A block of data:

—————

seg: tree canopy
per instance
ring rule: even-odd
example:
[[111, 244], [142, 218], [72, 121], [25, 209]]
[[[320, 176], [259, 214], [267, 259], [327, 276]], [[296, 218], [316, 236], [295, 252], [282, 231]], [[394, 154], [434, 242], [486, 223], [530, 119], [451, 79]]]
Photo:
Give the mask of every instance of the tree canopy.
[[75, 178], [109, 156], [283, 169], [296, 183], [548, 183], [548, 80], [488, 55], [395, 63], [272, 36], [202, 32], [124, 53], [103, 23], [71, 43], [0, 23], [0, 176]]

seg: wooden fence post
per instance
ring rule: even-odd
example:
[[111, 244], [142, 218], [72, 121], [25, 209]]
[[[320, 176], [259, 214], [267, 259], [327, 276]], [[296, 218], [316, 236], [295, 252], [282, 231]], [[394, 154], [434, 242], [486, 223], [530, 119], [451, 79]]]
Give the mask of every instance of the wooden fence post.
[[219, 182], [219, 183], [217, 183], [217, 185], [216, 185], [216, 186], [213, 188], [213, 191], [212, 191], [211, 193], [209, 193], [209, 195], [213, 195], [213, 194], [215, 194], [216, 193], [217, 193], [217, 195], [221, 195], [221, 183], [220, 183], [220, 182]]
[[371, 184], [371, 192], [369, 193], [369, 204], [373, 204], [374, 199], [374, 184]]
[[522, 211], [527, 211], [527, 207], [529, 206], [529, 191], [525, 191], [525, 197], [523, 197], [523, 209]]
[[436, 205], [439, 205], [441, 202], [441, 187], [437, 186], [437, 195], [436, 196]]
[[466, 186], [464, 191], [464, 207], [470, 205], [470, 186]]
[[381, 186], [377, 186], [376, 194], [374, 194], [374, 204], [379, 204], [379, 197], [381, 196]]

—————

→ **What you will do**: Starting with the first line of the data and ending after the line that contains "23], [0, 176]]", recast those lines as a JSON list of strings, one string per line, with blank lines left out.

→ **Answer to the problem**:
[
  "seg: tree canopy",
  "per instance",
  "ring rule: even-odd",
  "example:",
  "[[111, 244], [142, 218], [72, 121], [25, 209]]",
  "[[[320, 176], [259, 214], [267, 259], [327, 276]], [[296, 218], [316, 236], [295, 252], [282, 231]], [[394, 154], [434, 242], [486, 223], [530, 119], [451, 79]]]",
  "Photo:",
  "Give the mask of every instance of the tree canopy.",
  "[[75, 178], [109, 156], [283, 169], [296, 183], [548, 183], [548, 80], [488, 55], [395, 63], [272, 36], [202, 32], [124, 53], [103, 23], [71, 43], [0, 23], [0, 176]]"
]